Stated goal
Please retype all of the data below word for word, leaving out the pictures.

------------------------------

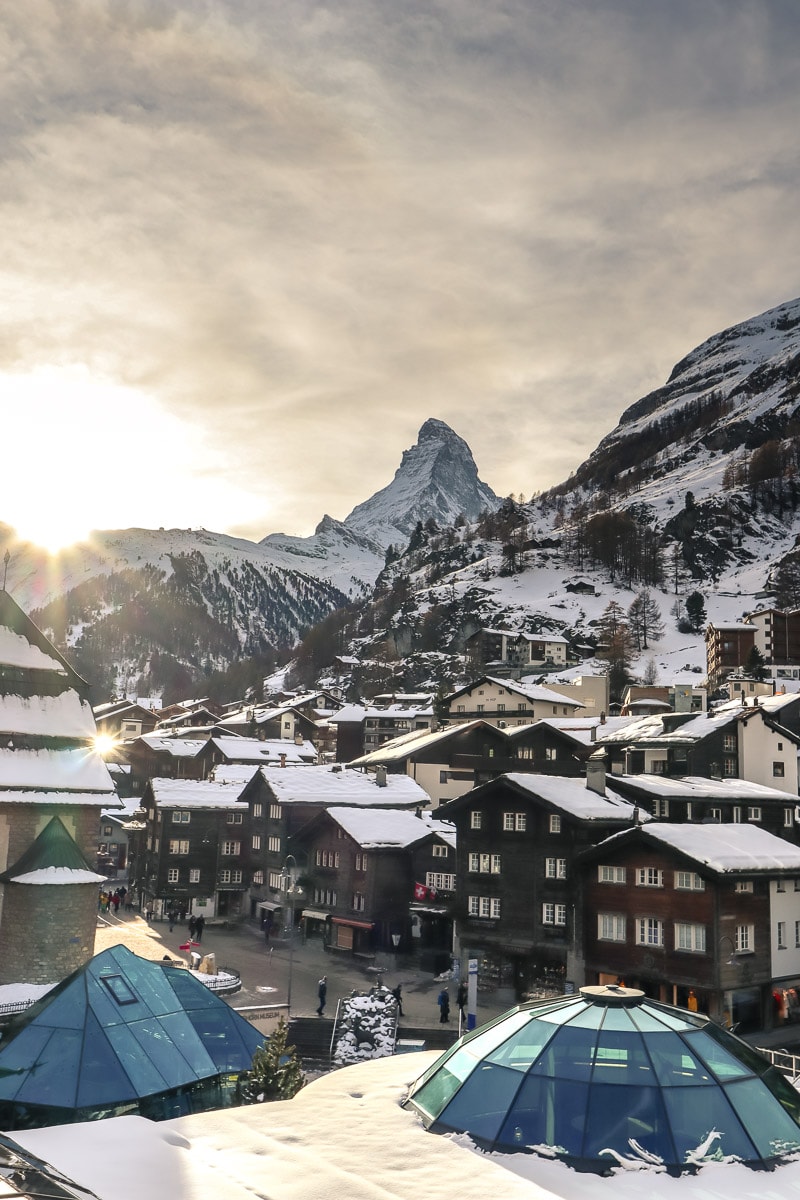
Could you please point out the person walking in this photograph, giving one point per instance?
(461, 999)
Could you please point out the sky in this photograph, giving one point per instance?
(250, 246)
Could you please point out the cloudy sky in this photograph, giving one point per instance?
(250, 246)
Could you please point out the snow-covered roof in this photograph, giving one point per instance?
(17, 652)
(726, 847)
(325, 785)
(194, 793)
(62, 717)
(572, 796)
(386, 828)
(64, 771)
(699, 787)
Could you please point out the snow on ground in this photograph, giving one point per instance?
(344, 1135)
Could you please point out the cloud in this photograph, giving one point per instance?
(305, 228)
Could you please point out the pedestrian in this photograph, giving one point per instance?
(461, 999)
(322, 991)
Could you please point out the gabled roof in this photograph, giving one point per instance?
(722, 849)
(561, 793)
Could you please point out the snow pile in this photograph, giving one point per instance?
(367, 1027)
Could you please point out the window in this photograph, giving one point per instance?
(690, 936)
(745, 939)
(689, 881)
(611, 874)
(650, 931)
(611, 927)
(485, 863)
(439, 881)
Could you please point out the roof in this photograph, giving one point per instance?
(328, 785)
(390, 828)
(725, 849)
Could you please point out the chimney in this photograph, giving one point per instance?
(596, 772)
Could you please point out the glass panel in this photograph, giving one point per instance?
(143, 1074)
(570, 1055)
(53, 1078)
(547, 1113)
(768, 1122)
(482, 1102)
(620, 1116)
(717, 1057)
(673, 1062)
(102, 1080)
(696, 1113)
(621, 1059)
(522, 1050)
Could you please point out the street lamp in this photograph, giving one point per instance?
(292, 893)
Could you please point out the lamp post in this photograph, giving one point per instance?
(292, 893)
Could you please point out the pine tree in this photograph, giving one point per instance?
(275, 1072)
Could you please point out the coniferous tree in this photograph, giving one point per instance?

------------------------------

Output for this task
Could you please point out the person walking in this photograph, giving one point per instance?
(461, 999)
Could you please point out the sky in this photograph, giving one point per instance?
(250, 246)
Could you please point out the cloudy sky in this photograph, giving one point per instance?
(250, 246)
Could you please point out the snow-covered roof in this photograph, giving one point per instance?
(17, 652)
(726, 847)
(325, 785)
(194, 793)
(62, 717)
(572, 796)
(386, 828)
(64, 771)
(699, 787)
Could you please point out the snow on ground in this photograph, giving one point per instance?
(344, 1135)
Could you please point out the cloud in this photograph, giving one point per instance?
(305, 228)
Could you please point out the pedestrian in this photograph, giving one point per instance?
(461, 999)
(322, 991)
Could you please point out the gabled roof in this photograph, giving one point per instance?
(722, 849)
(561, 793)
Could you please point out the snow pile in this photograph, giving one point per instance?
(367, 1027)
Could you please point out the window in this photograph, giving one point per instance?
(690, 936)
(745, 939)
(689, 881)
(611, 874)
(650, 931)
(611, 927)
(485, 863)
(439, 881)
Could you please point out the roof in this photograph, giving one point per instance?
(328, 785)
(390, 828)
(725, 849)
Could you please point out the chimney in this photograph, giving one point per instance?
(596, 772)
Could you please point out the glass panel in this photograph, giving one point per instance?
(143, 1074)
(570, 1055)
(53, 1078)
(547, 1113)
(768, 1122)
(482, 1102)
(620, 1116)
(717, 1057)
(673, 1062)
(102, 1080)
(696, 1113)
(621, 1059)
(522, 1050)
Could you please point out the street lamp in this photograph, giving one point per instance?
(292, 893)
Could you please point out the lamp post in this photograph, giving one point per instance?
(292, 893)
Could you please point out the pine tree in this photograph, giving one point per instance?
(275, 1072)
Could you please point out the coniferous tree in this photograph, giving one point per instance?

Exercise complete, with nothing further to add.